Provided text:
◆ ◆ ◆ ◆ ◆

Most musicians are willing to help and share the tools of their trade. However, some are not. Maybe they’re sensitive about their settings, or they don’t like other people using their things. You wouldn’t walk into someone’s home and use their tools or kitchen gadgets without asking. The same should be true of musical instruments and equipment.
- Don’t ask to be in someone else’s group
It may seem innocuous, but don’t ask to be in someone’s band unless there’s an opening you’re qualified to fill. It could come across as disrespecting the talent of the people currently in the group. It may force someone to reject you, putting them in an awkward and uncomfortable position. It’s good form to be thoughtful about asking to become a member of a musical group.
- Minimize your on-stage reactions
Limit your facial and body responses while performing. Celebratory high-fives, elbow bumps, and frowns have no place while on stage. In the same way, if someone misses a note or an entrance, nothing draws attention to it like a raised eyebrow, stomp, whoops, or expletive. Keep your feelings to yourself. Chances are that no one in the audience noticed, and your drawing attention to it will only reduce their enjoyment of the performance.
- Never publicly insult other musicians
You may not like another musician or appreciate their talent. That’s fine. You may not be compatible or understand their style of music. Or maybe they’re just bad. It’s no big deal unless you start expressing your feelings about it in public.
Social media makes it easy to say things without thinking. Never put something out there about a musician you could regret. Not only is it improper, but it could also impact you—and your career—negatively. Not only will the musician you dissed dislike you. So will their fans. And their friends. And maybe your fans and friends, as well. Losing a load of potential fans because of a spiteful comment is the ultimate etiquette faux pas.

◆ ◆ ◆ ◆ ◆

Saved data entries:
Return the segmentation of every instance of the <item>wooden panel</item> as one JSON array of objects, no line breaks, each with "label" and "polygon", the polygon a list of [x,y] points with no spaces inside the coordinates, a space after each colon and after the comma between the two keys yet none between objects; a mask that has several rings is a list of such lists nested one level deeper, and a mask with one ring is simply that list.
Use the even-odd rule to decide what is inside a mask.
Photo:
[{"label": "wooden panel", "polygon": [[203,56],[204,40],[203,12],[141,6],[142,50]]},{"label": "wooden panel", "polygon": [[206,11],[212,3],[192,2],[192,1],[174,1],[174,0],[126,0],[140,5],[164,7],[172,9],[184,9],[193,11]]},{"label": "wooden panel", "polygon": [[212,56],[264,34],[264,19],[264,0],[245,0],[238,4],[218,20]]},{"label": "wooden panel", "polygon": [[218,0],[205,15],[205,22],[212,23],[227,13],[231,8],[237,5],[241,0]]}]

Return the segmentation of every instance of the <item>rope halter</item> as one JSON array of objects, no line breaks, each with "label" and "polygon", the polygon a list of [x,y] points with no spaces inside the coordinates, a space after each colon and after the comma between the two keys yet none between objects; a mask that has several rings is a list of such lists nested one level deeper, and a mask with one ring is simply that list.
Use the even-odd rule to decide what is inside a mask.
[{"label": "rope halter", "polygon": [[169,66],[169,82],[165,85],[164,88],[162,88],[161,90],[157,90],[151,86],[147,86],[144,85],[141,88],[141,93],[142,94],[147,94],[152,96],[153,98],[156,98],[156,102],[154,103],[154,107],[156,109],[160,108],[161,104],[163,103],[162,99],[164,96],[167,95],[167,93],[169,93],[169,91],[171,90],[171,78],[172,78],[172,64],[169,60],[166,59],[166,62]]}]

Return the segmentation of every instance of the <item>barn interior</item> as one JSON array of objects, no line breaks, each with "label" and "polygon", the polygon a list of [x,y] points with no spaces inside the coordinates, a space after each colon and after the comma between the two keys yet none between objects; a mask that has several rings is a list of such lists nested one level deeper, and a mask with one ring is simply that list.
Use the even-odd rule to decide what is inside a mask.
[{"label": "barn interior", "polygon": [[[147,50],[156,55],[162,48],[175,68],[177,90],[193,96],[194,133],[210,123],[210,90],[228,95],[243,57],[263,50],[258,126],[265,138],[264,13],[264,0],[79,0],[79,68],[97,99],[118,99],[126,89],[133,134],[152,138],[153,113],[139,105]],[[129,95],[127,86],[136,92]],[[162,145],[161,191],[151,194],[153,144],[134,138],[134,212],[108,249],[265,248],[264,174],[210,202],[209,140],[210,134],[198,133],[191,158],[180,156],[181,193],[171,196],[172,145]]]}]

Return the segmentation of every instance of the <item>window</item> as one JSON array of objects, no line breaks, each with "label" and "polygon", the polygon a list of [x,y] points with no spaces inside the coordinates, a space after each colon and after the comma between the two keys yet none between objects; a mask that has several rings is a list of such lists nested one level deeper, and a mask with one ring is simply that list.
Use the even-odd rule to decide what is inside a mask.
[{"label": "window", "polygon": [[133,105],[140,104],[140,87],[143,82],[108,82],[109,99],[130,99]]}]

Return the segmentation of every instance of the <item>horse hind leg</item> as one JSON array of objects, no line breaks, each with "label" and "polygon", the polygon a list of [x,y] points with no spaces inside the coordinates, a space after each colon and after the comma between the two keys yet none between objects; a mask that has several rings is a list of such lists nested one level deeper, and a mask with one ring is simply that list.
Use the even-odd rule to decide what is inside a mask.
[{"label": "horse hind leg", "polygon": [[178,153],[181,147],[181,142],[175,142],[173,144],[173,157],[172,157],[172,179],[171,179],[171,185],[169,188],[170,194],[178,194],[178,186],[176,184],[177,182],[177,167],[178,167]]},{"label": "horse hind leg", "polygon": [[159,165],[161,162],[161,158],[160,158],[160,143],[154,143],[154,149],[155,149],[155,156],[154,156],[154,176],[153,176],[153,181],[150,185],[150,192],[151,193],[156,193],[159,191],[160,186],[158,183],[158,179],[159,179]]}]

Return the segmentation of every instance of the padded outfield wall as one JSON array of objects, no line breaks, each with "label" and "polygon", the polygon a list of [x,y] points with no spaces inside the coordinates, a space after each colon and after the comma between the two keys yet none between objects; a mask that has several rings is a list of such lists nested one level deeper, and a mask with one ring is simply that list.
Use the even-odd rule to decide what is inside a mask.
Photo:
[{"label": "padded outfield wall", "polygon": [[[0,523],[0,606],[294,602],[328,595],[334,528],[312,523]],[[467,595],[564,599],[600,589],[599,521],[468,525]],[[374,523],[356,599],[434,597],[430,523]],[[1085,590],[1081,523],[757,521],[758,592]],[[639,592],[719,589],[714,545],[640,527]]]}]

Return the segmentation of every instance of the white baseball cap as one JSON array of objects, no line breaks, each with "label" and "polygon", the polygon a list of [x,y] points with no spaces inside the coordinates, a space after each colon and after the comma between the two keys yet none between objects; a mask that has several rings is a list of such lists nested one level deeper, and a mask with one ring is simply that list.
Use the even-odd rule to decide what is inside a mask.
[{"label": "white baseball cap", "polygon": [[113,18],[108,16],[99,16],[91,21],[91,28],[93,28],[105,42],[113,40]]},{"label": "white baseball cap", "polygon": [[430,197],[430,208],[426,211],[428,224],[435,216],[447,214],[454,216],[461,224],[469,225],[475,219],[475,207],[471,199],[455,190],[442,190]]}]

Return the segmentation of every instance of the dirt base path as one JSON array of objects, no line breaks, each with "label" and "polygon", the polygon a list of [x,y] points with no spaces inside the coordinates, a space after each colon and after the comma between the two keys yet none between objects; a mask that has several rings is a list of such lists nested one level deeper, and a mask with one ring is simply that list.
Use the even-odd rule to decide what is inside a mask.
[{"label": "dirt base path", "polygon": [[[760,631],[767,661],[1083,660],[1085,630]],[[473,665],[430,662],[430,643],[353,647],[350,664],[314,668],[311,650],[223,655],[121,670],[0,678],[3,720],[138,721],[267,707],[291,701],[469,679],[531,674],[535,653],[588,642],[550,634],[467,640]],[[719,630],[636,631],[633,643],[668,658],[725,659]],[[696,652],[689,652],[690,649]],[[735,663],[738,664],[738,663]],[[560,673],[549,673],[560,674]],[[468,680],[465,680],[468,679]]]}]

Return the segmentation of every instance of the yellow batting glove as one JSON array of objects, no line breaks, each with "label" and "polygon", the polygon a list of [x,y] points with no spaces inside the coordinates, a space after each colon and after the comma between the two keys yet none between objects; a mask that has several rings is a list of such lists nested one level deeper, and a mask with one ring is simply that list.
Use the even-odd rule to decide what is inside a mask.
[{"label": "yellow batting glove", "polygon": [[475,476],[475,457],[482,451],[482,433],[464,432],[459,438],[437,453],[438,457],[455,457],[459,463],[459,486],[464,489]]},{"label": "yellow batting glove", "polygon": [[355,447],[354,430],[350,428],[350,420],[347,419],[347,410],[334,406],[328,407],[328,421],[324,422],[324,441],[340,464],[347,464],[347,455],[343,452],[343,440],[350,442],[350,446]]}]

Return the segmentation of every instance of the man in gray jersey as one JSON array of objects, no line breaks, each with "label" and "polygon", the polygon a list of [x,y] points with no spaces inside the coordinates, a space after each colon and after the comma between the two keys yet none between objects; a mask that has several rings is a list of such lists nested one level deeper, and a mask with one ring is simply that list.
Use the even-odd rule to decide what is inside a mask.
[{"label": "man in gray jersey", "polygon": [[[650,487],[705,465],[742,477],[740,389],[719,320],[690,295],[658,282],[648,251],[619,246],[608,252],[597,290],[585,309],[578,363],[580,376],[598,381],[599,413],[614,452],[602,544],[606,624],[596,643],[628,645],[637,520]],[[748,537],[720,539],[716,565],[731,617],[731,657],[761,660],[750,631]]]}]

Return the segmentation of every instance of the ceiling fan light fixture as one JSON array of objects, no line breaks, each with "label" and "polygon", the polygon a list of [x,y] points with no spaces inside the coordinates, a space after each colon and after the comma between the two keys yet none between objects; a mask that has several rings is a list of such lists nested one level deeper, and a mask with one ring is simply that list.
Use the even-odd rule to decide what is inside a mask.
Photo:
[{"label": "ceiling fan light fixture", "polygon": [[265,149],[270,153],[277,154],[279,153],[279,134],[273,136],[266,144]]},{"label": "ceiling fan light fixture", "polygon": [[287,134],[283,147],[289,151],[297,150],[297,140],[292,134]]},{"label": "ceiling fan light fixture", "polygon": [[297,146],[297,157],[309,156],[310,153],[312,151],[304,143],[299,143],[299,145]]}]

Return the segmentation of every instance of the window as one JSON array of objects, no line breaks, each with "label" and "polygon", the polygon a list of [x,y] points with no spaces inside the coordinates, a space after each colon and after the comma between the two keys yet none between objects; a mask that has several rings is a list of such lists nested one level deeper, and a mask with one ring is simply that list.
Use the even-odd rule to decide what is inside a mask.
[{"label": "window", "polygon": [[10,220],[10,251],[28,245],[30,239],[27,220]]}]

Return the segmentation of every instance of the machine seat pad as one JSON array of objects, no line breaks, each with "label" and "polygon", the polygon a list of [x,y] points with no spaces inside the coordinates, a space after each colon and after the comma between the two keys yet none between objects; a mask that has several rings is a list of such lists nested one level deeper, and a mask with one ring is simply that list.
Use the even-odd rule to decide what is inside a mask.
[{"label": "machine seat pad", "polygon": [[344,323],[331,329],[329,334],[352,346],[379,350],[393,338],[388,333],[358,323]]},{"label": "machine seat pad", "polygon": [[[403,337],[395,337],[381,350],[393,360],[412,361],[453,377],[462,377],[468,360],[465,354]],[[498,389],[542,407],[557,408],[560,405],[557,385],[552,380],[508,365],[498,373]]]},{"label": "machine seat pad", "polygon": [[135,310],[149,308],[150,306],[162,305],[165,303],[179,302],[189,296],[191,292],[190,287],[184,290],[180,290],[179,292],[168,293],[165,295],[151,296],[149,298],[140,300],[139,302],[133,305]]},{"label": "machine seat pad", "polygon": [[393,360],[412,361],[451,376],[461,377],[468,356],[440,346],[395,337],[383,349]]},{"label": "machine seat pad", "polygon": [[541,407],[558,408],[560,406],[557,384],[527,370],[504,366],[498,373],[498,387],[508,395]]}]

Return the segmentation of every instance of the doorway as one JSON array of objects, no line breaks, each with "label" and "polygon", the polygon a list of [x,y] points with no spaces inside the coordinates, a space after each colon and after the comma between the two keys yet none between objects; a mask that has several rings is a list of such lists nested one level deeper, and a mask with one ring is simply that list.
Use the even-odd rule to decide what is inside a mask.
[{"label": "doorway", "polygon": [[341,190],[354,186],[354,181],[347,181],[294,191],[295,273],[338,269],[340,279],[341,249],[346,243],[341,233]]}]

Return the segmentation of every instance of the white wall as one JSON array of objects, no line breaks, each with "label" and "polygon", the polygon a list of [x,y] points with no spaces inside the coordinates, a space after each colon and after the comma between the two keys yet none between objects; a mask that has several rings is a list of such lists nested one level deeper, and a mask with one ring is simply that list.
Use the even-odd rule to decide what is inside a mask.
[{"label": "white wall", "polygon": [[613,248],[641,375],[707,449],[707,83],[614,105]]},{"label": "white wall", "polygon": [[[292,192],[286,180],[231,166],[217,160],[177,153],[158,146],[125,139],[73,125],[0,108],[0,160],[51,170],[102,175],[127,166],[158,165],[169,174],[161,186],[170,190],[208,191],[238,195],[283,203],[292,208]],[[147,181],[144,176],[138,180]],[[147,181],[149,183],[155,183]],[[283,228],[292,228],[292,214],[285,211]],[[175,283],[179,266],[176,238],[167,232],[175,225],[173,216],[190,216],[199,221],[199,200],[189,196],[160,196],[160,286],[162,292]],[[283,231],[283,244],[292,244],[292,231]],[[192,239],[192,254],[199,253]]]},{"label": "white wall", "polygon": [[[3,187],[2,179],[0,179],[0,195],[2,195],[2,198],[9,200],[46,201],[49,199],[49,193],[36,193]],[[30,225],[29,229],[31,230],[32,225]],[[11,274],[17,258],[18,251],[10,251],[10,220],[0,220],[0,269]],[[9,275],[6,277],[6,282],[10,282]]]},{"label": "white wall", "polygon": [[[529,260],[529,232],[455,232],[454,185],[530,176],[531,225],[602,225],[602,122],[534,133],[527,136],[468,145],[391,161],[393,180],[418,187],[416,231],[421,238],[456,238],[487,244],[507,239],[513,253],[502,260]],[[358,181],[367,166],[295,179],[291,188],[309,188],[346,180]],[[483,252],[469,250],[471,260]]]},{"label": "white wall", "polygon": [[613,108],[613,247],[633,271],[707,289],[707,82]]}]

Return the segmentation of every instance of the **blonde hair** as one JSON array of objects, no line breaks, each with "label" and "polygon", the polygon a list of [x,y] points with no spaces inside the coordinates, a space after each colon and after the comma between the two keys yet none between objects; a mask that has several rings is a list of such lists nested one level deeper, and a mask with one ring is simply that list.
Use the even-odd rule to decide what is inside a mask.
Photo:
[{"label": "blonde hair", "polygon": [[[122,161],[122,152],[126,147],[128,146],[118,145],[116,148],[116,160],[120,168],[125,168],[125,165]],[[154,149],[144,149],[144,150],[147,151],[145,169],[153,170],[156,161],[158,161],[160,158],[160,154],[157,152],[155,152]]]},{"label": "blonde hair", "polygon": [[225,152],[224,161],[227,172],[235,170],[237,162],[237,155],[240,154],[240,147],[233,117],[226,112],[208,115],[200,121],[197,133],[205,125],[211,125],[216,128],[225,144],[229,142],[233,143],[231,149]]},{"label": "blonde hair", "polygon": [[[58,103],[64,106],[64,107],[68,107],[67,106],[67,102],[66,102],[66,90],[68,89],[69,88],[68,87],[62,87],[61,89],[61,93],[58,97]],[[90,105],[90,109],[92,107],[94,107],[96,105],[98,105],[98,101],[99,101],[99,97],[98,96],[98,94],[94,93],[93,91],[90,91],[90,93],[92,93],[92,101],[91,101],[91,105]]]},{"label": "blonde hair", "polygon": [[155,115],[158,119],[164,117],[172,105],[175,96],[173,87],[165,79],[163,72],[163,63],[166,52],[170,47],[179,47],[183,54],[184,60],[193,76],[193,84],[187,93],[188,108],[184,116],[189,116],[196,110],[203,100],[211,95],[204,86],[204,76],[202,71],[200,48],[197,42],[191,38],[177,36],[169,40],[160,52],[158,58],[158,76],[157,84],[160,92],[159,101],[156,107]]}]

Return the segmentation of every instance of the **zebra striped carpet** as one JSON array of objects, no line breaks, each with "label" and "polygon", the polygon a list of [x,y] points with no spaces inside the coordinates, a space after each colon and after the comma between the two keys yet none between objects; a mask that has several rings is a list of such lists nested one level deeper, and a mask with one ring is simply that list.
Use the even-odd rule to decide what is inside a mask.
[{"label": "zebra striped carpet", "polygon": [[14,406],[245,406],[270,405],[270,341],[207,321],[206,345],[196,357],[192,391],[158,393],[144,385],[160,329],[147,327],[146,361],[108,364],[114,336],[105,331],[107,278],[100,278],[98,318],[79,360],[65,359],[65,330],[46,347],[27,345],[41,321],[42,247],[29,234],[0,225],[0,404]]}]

◆ ◆ ◆ ◆ ◆

Problem statement: Could you resume the text on musician etiquette from where it stops? This data has no connection to the text on musician etiquette.

Answer space:
- Don’t watch other performers while performing
It’s easy to become mesmerized during another band member’s performance. Maybe they pulled off something during the show they couldn’t do in rehearsal. Don’t stare at them or react in surprise. It will draw attention from their outstanding work and shift it to you. Stealing attention from a stellar performance is poor etiquette. Always stay focused on the audience and entertaining them.
- Never be a sore loser
Musicians are a competitive lot—from battling to get into top music schools to striving to win a battle of the bands. You may be tempted to act out when you don’t win. It’s never worth it. It selfishly takes away from the victor’s moment in the sun. And it will make you unpopular with the other competitors. Always make it a point to celebrate other people’s victories. If the golden rule is true, they’ll do the same for you when you win out over them.
- Bow appropriately
A bow is a nice way to show your audience that you appreciate their applause. Don’t bow too slow or fast. Bow while saying “do-re-mi” on the way down, and then come back up at the same speed. When bowing with others in your group, someone should lead the while others follow. Nothing can destroy a stellar display of ensemble musicianship like not being able to all bow at the same time.
Most of the etiquette tips on this list are pretty simple to adopt, and they’ll go a long way to fostering good relationships with other music professionals and fans. Don’t think of them as “rules” or a burden. Instead, view them as steps you can take toward being a better person by treating others well.